**Text section:**

══════════

Burkartsplow;625830 said:


> Hey I am bidding on that church also. Isnt that crazy....


too funny... if true, it had to happen sooner or later. Gotta be careful what you share.

Eyeballing it, I'd say ir's about 2.5 acres. A similar church lot I bid went for $250 per push up to six inches (lot only)... my bid was higher. good luck.


----------



## Superior L & L (Oct 6, 2006)

Im glad you measured cos i was having a hard time thinking i would be able to do that in 1.5-2 hours

I was thinking three hours and that is a little closer based on the measurements


----------



## Clapper&Company (Jan 4, 2005)

145,000 Sq ft your going to plow in a hour? with one truck?

dont think so.


----------



## tjlands (Sep 29, 2005)

Looking at the lot set up,I agree more like 2 to 2.5 hours for one truck at least.
I do not see any light poles or other areas that would make plowing easier, alot of long runs.

══════════

**Extracted entries:**
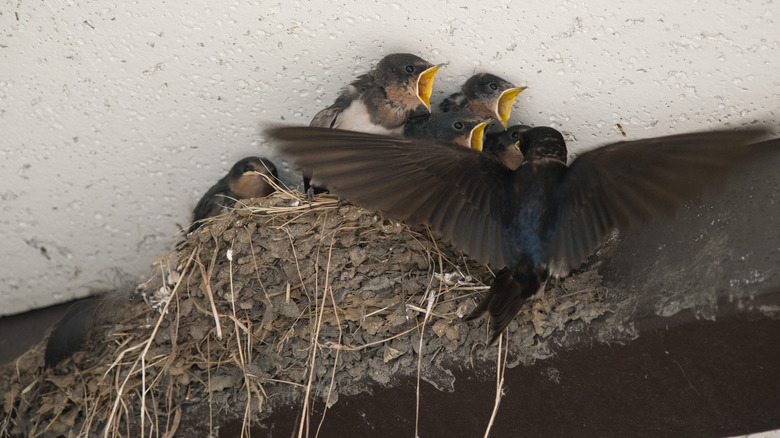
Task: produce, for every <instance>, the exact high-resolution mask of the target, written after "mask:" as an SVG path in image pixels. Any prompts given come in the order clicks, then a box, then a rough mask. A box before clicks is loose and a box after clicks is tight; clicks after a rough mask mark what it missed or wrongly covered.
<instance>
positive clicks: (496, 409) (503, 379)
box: [484, 333, 509, 438]
mask: <svg viewBox="0 0 780 438" xmlns="http://www.w3.org/2000/svg"><path fill="white" fill-rule="evenodd" d="M503 340H504V333H501V334H500V335H499V336H498V355H497V356H496V399H495V402H494V404H493V411H492V412H491V413H490V421H489V422H488V425H487V428H486V429H485V437H484V438H488V436H490V429H492V428H493V422H494V421H495V419H496V415H497V414H498V406H499V405H500V404H501V398H502V397H503V396H504V371H505V370H506V360H507V355H508V354H509V341H507V345H506V348H504V357H503V359H502V358H501V346H502V344H503ZM502 360H503V363H502Z"/></svg>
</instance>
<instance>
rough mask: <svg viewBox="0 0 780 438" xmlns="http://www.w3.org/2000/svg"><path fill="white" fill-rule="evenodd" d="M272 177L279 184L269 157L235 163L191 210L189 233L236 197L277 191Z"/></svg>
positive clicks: (247, 160) (201, 198)
mask: <svg viewBox="0 0 780 438" xmlns="http://www.w3.org/2000/svg"><path fill="white" fill-rule="evenodd" d="M270 181H273V182H274V183H276V184H279V173H278V171H277V170H276V166H274V163H272V162H271V161H270V160H267V159H265V158H258V157H246V158H243V159H241V160H239V161H238V162H236V164H234V165H233V167H232V168H231V169H230V172H228V174H227V175H225V176H224V177H223V178H222V179H220V180H219V181H217V183H216V184H214V185H213V186H211V188H210V189H209V190H208V191H207V192H206V194H205V195H203V197H202V198H200V201H198V204H197V205H196V206H195V210H194V211H193V214H192V225H190V228H189V230H188V231H187V233H191V232H193V231H195V230H197V229H198V227H200V226H201V224H202V223H203V220H204V219H207V218H210V217H213V216H217V215H219V214H222V213H223V212H224V211H225V209H227V208H230V207H232V206H233V205H234V204H235V203H236V200H238V199H246V198H262V197H265V196H268V195H270V194H271V193H273V192H274V190H275V189H274V186H273V185H272V184H271V183H270Z"/></svg>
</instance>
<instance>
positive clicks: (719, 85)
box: [0, 0, 780, 315]
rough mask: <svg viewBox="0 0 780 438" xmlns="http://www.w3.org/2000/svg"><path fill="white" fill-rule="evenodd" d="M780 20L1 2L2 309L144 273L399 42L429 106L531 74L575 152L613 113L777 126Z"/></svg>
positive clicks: (457, 11)
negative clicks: (353, 80)
mask: <svg viewBox="0 0 780 438" xmlns="http://www.w3.org/2000/svg"><path fill="white" fill-rule="evenodd" d="M477 4H478V6H474V5H477ZM778 17H780V7H779V6H778V4H777V3H776V2H775V3H773V2H772V1H771V0H759V1H753V2H746V1H732V0H726V1H719V2H681V1H670V0H657V1H653V2H649V1H635V0H634V1H628V2H615V1H612V0H575V1H564V2H560V3H556V4H554V5H552V6H550V3H549V2H545V1H536V0H535V1H525V2H501V1H487V0H486V1H481V2H479V3H477V2H473V1H450V2H446V3H438V2H412V1H403V2H395V3H393V2H377V3H369V2H356V1H345V0H319V1H312V2H213V1H205V0H191V1H181V0H175V1H168V2H164V3H155V2H140V1H123V2H116V1H106V0H95V1H90V2H75V1H68V0H62V1H59V0H57V1H53V0H44V1H42V2H41V1H27V0H24V1H17V0H14V1H5V2H3V5H2V7H0V133H2V135H1V136H0V177H1V178H0V179H1V180H2V183H1V185H0V208H1V209H2V215H1V216H0V242H2V245H0V246H1V247H0V315H2V314H10V313H16V312H20V311H24V310H26V309H29V308H34V307H40V306H44V305H47V304H52V303H55V302H60V301H65V300H68V299H71V298H73V297H76V296H79V295H84V294H86V293H87V292H88V287H90V286H101V285H103V286H104V285H106V284H109V285H110V284H112V283H113V284H115V283H116V282H117V277H118V276H122V275H125V276H127V277H129V278H130V279H136V278H140V277H141V276H142V275H143V274H144V273H145V272H147V270H148V267H149V265H150V264H151V262H152V261H153V260H154V257H155V256H159V255H162V254H164V253H165V252H167V250H168V249H169V248H170V247H171V245H172V243H173V242H175V241H176V237H175V236H174V233H176V231H177V227H176V224H177V223H179V224H182V225H185V224H186V223H187V221H188V219H189V218H190V211H191V209H192V207H194V205H195V203H196V201H197V199H198V198H199V197H200V195H201V194H202V193H203V192H204V191H205V190H206V189H207V188H208V187H209V186H210V185H211V184H213V183H214V182H215V181H216V180H217V179H218V178H220V177H221V176H222V175H223V174H224V173H225V172H226V171H227V169H228V168H229V167H230V165H231V164H232V163H233V162H234V161H235V160H237V159H239V158H242V157H244V156H246V155H250V154H252V155H254V154H260V155H265V156H270V157H272V158H273V155H274V153H273V147H272V145H269V144H266V142H265V141H264V140H263V137H262V128H263V127H264V126H267V125H269V124H275V123H289V124H308V122H309V120H310V119H311V117H312V116H313V115H314V114H315V113H316V112H317V110H318V109H320V108H322V107H323V106H326V105H327V104H329V103H330V102H331V101H332V100H333V99H334V98H335V96H336V93H337V91H338V89H339V88H340V87H341V86H342V85H343V84H345V83H346V82H349V81H350V80H352V78H353V77H354V76H355V75H357V74H360V73H363V72H365V71H366V70H368V69H369V68H370V67H371V66H372V65H373V64H374V63H375V62H376V60H377V59H379V58H380V57H381V56H383V55H384V54H386V53H389V52H395V51H409V52H413V53H417V54H419V55H421V56H423V57H424V58H426V59H428V60H430V61H432V62H436V63H440V62H447V61H449V65H447V66H446V67H445V68H444V69H442V70H441V71H440V73H439V74H438V75H437V80H436V83H435V90H437V92H436V93H435V95H434V96H435V98H434V101H436V99H437V98H441V95H442V94H444V93H445V92H447V93H448V92H452V91H454V90H455V89H457V88H458V86H459V84H460V83H461V82H462V81H463V80H465V79H466V78H467V77H468V76H470V75H471V74H472V73H473V72H475V71H482V70H485V71H491V72H493V73H495V74H498V75H499V76H503V77H505V78H507V79H509V80H511V81H513V82H515V83H517V84H522V85H527V86H528V87H529V89H528V90H527V91H525V92H524V93H522V94H521V95H520V97H519V99H518V102H517V104H516V105H515V110H514V113H513V120H514V121H522V122H524V123H529V124H534V125H541V124H548V125H551V126H554V127H556V128H558V129H560V130H562V131H564V133H565V134H566V136H567V139H568V140H569V141H570V148H571V149H573V150H575V151H576V150H577V149H580V148H587V147H592V146H595V145H598V144H602V143H605V142H610V141H619V140H622V139H624V137H622V135H621V134H620V132H619V130H618V129H617V127H616V124H617V123H620V124H621V125H622V127H623V129H624V130H625V131H626V133H627V135H628V136H627V137H625V138H628V139H631V138H642V137H649V136H656V135H662V134H668V133H673V132H682V131H691V130H701V129H710V128H718V127H723V126H739V125H743V124H749V123H754V122H760V123H765V124H772V125H774V126H777V123H778V120H780V117H778V116H779V114H778V112H779V111H780V74H778V67H780V64H779V63H780V24H778V23H777V22H776V21H777V19H778ZM777 133H778V132H777V129H776V130H775V135H777ZM278 164H280V163H278ZM283 175H284V176H285V177H286V179H287V180H288V181H292V180H293V175H292V174H291V173H289V172H284V174H283ZM44 248H45V251H44Z"/></svg>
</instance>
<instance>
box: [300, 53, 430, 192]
mask: <svg viewBox="0 0 780 438" xmlns="http://www.w3.org/2000/svg"><path fill="white" fill-rule="evenodd" d="M440 67H441V65H433V64H431V63H430V62H428V61H426V60H424V59H422V58H420V57H419V56H416V55H412V54H410V53H392V54H389V55H387V56H385V57H384V58H382V59H381V60H380V61H379V63H378V64H377V65H376V67H374V69H373V70H371V71H369V72H368V73H366V74H364V75H361V76H359V77H358V78H357V79H356V80H355V81H354V82H352V83H351V84H349V85H347V86H346V87H344V88H342V89H341V92H340V93H339V96H338V97H337V98H336V101H335V102H333V105H331V106H329V107H327V108H325V109H324V110H322V111H320V112H319V113H317V115H316V116H314V119H312V121H311V123H310V124H309V126H312V127H320V128H334V129H346V130H350V131H360V132H373V133H376V134H386V135H401V134H402V133H403V130H404V125H405V124H406V122H407V121H408V120H409V118H411V117H412V116H415V115H422V114H430V111H431V91H432V89H433V79H434V77H435V76H436V71H438V70H439V68H440ZM303 185H304V190H305V191H306V192H307V193H308V192H309V187H310V184H309V178H308V177H307V175H306V174H304V177H303ZM313 191H314V192H317V193H319V192H323V191H324V190H322V189H318V188H313Z"/></svg>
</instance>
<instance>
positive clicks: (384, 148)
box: [268, 127, 515, 266]
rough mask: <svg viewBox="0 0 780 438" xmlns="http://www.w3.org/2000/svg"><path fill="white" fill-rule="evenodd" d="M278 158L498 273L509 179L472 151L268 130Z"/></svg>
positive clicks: (450, 148)
mask: <svg viewBox="0 0 780 438" xmlns="http://www.w3.org/2000/svg"><path fill="white" fill-rule="evenodd" d="M268 133H269V134H270V136H271V137H273V138H275V139H276V140H278V141H279V145H280V150H281V152H282V153H283V154H284V155H286V156H288V157H290V158H292V160H293V161H294V162H295V164H296V165H298V166H299V167H300V168H301V170H302V171H303V172H304V174H307V175H311V176H312V181H313V182H314V183H316V184H318V185H322V186H324V187H327V188H328V189H329V190H330V191H331V192H332V193H335V194H338V195H339V196H341V197H343V198H345V199H349V200H351V201H353V202H355V203H357V204H359V205H363V206H366V207H371V208H377V209H379V210H382V211H384V212H385V213H387V214H388V215H389V216H391V217H393V218H396V219H400V220H404V221H406V222H407V223H410V224H427V225H428V226H430V227H431V229H433V230H434V231H435V232H437V233H438V234H440V235H441V236H442V237H443V238H445V239H447V240H450V241H451V242H452V243H453V244H454V245H455V246H456V247H458V248H459V249H461V250H463V251H465V252H466V253H468V254H469V255H470V256H471V257H473V258H475V259H477V260H479V261H481V262H483V263H492V264H494V265H500V266H505V265H507V264H508V263H509V262H510V261H511V260H513V257H514V255H513V254H512V251H515V249H513V248H510V246H511V245H505V244H504V243H503V242H504V241H505V240H506V237H507V236H506V231H505V230H506V224H507V222H508V220H509V219H510V217H509V216H510V209H511V205H512V204H513V202H512V196H513V195H512V193H511V177H512V172H510V171H509V170H508V169H506V168H505V167H503V166H502V165H501V164H500V163H498V162H497V161H496V160H493V159H491V158H490V157H487V156H486V155H484V154H481V153H479V152H477V151H475V150H471V149H468V148H464V147H456V146H447V145H441V144H436V143H433V142H430V141H421V140H412V139H407V138H402V137H391V136H385V135H374V134H367V133H361V132H355V131H344V130H337V129H323V128H304V127H296V128H274V129H271V130H269V132H268Z"/></svg>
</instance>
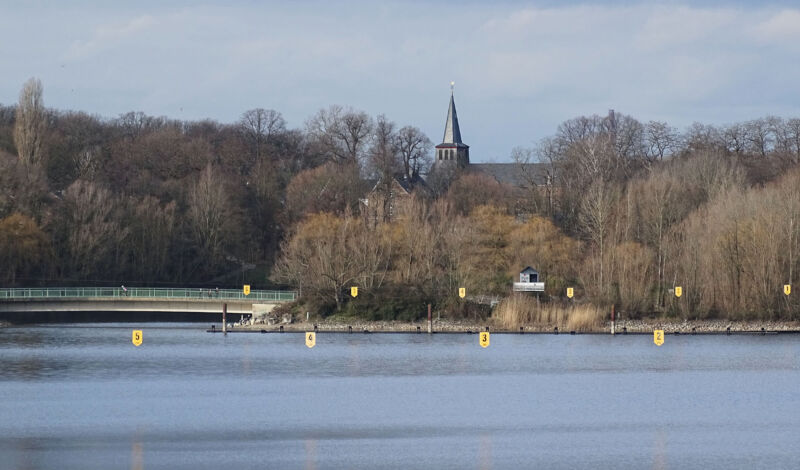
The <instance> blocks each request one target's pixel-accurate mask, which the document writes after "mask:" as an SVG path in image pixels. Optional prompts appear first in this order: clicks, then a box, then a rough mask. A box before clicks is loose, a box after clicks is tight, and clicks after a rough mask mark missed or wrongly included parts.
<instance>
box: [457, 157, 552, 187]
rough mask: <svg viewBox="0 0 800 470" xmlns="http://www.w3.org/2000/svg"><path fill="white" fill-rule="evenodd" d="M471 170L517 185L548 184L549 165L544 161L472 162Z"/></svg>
mask: <svg viewBox="0 0 800 470" xmlns="http://www.w3.org/2000/svg"><path fill="white" fill-rule="evenodd" d="M469 171H473V172H480V173H485V174H487V175H489V176H491V177H493V178H494V179H495V180H497V182H498V183H505V184H510V185H512V186H516V187H529V186H531V184H535V185H537V186H540V185H545V184H547V165H546V164H544V163H471V164H470V165H469Z"/></svg>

══════════

**Study questions:**
1. According to the snow plowing thread, what did a similar church lot go for per push?
2. Write the next part of the snow plowing thread, picking up after its final post.
The records come from a separate source and have no connection to the snow plowing thread.

**Answers to the tasks:**
1. $250 per push up to six inches, for the lot only.

2.
The side walks, depends on equipment, but 8500 sq ft is alot of very wide walks.


----------



## KGRlandscapeing (May 2, 2007)

he said 3 trucks all 8 ft blades So its like 3 acres give or take so an hour plus salt plus the sidewalks. All 3 truck in and out no less then 2 hrs and i only say that because of the extra,


----------



## NICHOLS LANDSCA (Sep 15, 2007)

3" trigger is a really bad idea. LIke someone else said it can build up in a hurry. All of mine are 1" about 4 years ago I had a lot that they insisted on a 2" trigger. It didn't work out very well we got a bunch of 1"ers and he had stuck semis in his lot. Use 11 ton of salt to soften it enough so it could be plowed/scraped clean only a 2.5 acre lot. He would have been way ahead money wise if we had plowed at 1" the rest of the season was 1"


----------



## Superior L & L (Oct 6, 2006)

Nice truk line up Nichols


----------



## Gicon (Oct 1, 2005)

PlowOrDie;628351 said:


> ok i bid 11100 + tax . includes salt. then i gave an option for no salting, at 5900/tax. +400 for salting per request.
> 
> we shall see... could care less if i get it or not


You guys charge Tax on Service? Not in this land. I would put in a seasonal bid for $17,000. I think that is a little more realistic.


----------



## snowandgo (Oct 26, 2008)

I was thinking three hours. Probably about the same on the walks.


----------



## Grampa Plow (Sep 1, 2008)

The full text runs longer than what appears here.